■ **Document passage**
The SFILES string includes specification of a process or stream type that is represented in the grammar as a sequence of lower case alphabetic characters. Data on the available types and their properites are given in the following dictionary.

In [165]:
types = {
    'i'    : {'name': 'input'},
    'o'    : {'name': 'output'},
    'f'    : {'name': 'flash'},
    'e'    : {'name': ''},
    'm'    : {'name': ''},
    'n'    : {'name': ''},
    'p'    : {'name': 'reactor product'},
    'cyc'  : {'name': 'solvent based azeotropic distillation'}, 
    'r'    : {'name': 'reactor'},
    'sw'   : {'name': 'pressure swing distillation'},
    'pms'  : {'name': 'polar molecule sieve based separation'},
    'ms'   : {'name': 'molecular sieve based separation'},
    'lmem' : {'name': 'liquid membrane based separation'},
    'gmem' : {'name': 'gas membrane based separation'},
    'crs'  : {'name': 'crystallization'},
    'ab'   : {'name': 'absorption'}
}

## Parsing Rules

The next cell develops a representation of the SFILES grammar using the `pyparsing` library.

■ **Information provided**
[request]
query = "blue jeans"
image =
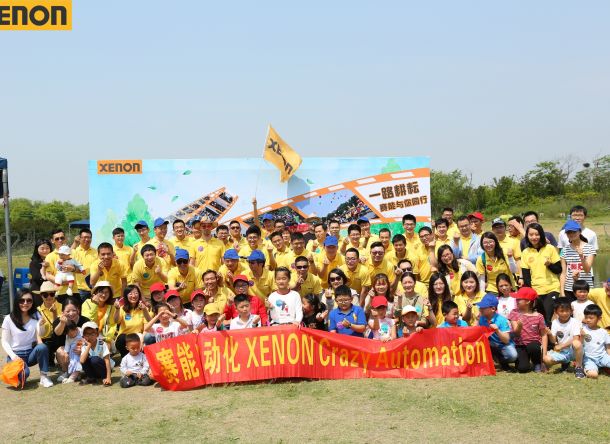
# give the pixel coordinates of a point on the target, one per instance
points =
(38, 355)
(505, 353)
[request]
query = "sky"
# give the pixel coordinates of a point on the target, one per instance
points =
(489, 88)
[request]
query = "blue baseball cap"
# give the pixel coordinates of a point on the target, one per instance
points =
(160, 221)
(231, 254)
(181, 254)
(572, 225)
(256, 255)
(331, 241)
(489, 300)
(141, 224)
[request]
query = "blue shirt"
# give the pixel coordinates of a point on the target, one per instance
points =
(460, 323)
(355, 315)
(503, 326)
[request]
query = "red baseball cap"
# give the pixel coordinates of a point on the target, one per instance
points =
(171, 293)
(157, 286)
(477, 215)
(196, 293)
(527, 293)
(241, 277)
(379, 301)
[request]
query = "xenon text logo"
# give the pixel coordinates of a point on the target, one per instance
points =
(119, 167)
(35, 15)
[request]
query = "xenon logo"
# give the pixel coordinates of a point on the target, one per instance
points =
(119, 167)
(35, 15)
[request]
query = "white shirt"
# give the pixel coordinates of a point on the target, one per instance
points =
(14, 339)
(588, 234)
(135, 364)
(565, 332)
(285, 308)
(238, 324)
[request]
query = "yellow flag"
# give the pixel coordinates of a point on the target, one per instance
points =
(281, 155)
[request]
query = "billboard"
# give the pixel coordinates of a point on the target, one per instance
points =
(122, 192)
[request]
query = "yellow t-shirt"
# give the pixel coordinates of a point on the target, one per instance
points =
(358, 278)
(86, 258)
(384, 267)
(312, 284)
(184, 244)
(132, 322)
(461, 300)
(123, 254)
(47, 330)
(145, 276)
(114, 275)
(192, 280)
(335, 263)
(493, 269)
(513, 244)
(208, 254)
(263, 286)
(544, 281)
(164, 249)
(599, 297)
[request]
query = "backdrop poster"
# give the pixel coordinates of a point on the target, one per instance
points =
(121, 192)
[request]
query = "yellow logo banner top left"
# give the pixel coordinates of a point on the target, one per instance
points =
(35, 15)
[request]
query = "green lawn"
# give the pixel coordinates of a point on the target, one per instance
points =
(505, 408)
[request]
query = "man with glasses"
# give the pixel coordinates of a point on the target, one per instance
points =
(184, 278)
(144, 234)
(109, 269)
(261, 280)
(378, 264)
(208, 250)
(347, 318)
(356, 272)
(85, 255)
(303, 281)
(328, 259)
(181, 239)
(235, 232)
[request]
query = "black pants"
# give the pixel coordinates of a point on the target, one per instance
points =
(545, 305)
(94, 367)
(131, 380)
(528, 355)
(121, 345)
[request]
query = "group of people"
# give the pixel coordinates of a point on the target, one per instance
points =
(89, 307)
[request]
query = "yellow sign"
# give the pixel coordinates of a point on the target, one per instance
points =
(281, 155)
(119, 167)
(35, 15)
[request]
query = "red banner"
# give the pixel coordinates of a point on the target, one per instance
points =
(191, 361)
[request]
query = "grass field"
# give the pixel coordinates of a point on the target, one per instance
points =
(505, 408)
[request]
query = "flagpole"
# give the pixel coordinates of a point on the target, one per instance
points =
(260, 163)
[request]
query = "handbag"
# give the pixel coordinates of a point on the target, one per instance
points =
(13, 373)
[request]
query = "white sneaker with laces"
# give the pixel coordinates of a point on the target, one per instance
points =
(45, 382)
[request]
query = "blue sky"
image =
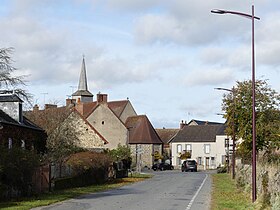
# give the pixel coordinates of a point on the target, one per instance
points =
(166, 56)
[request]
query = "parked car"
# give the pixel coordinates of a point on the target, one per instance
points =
(162, 166)
(189, 165)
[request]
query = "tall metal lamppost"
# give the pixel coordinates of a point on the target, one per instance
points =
(233, 129)
(252, 17)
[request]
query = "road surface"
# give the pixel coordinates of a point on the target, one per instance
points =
(167, 190)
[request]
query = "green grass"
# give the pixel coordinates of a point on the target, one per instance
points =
(53, 197)
(225, 194)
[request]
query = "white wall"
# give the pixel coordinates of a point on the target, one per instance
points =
(208, 160)
(109, 126)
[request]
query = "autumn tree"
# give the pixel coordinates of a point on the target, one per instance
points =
(238, 111)
(9, 82)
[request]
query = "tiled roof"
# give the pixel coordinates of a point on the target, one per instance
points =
(48, 119)
(117, 106)
(82, 93)
(5, 118)
(199, 133)
(141, 131)
(200, 122)
(10, 98)
(87, 108)
(166, 134)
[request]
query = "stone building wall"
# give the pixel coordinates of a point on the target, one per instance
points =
(87, 137)
(144, 154)
(268, 183)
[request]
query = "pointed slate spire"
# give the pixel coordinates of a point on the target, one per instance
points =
(83, 76)
(82, 94)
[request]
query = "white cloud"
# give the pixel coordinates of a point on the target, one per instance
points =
(206, 77)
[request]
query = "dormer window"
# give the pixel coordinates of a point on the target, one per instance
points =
(10, 143)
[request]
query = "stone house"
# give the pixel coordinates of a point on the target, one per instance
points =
(143, 141)
(16, 129)
(70, 123)
(205, 143)
(166, 135)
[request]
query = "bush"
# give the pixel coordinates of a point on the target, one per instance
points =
(222, 169)
(16, 169)
(88, 168)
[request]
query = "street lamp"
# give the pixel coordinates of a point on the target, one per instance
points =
(252, 17)
(233, 128)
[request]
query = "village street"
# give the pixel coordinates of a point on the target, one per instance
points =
(167, 190)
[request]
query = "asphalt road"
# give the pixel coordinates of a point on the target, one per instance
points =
(167, 190)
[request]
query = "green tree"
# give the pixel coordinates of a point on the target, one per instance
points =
(238, 108)
(17, 166)
(7, 79)
(122, 152)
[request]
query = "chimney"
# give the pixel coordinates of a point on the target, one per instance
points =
(36, 107)
(50, 106)
(70, 101)
(102, 98)
(183, 124)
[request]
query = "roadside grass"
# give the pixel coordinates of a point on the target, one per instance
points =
(225, 194)
(61, 195)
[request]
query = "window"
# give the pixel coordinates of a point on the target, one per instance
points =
(179, 148)
(212, 161)
(22, 144)
(189, 148)
(224, 158)
(199, 161)
(10, 145)
(206, 148)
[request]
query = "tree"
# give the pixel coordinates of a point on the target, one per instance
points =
(238, 108)
(122, 152)
(9, 82)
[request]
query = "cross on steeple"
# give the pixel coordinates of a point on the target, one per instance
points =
(82, 94)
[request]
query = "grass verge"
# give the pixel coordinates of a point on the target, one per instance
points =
(225, 194)
(53, 197)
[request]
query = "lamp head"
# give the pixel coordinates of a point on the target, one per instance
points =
(218, 11)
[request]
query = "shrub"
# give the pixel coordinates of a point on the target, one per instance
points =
(16, 169)
(88, 168)
(222, 169)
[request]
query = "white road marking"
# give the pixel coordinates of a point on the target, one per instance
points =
(193, 198)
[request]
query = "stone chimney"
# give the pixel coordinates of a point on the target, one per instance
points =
(183, 124)
(102, 98)
(50, 106)
(70, 101)
(36, 107)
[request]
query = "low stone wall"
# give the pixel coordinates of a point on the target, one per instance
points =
(268, 183)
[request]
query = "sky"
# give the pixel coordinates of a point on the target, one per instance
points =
(165, 56)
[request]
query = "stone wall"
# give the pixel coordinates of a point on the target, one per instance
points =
(144, 154)
(268, 183)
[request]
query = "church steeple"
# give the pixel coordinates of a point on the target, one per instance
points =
(82, 94)
(83, 76)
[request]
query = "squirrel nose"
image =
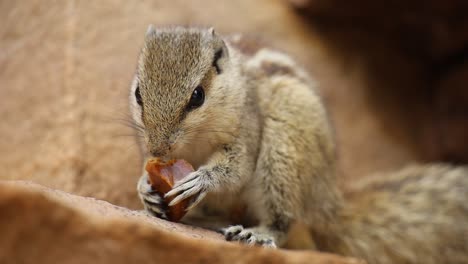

■ **Stated exercise A**
Please summarize the SFILES passage in two sentences.
■ **Stated exercise B**
Rewrite the part of the SFILES passage that opens with the words containing "The SFILES string" and closes with "the following dictionary.", substituting "flow" for "stream".

■ **Correct output A**
An SFILES string includes a process or stream type, which the grammar represents as a sequence of lower case alphabetic characters, and a dictionary gives the available types, such as input, output, flash, reactor, crystallization, and absorption. The passage then turns to parsing rules that develop a representation of the SFILES grammar using the pyparsing library.

■ **Correct output B**
The SFILES string includes specification of a process or flow type that is represented in the grammar as a sequence of lower case alphabetic characters. Data on the available types and their properites are given in the following dictionary.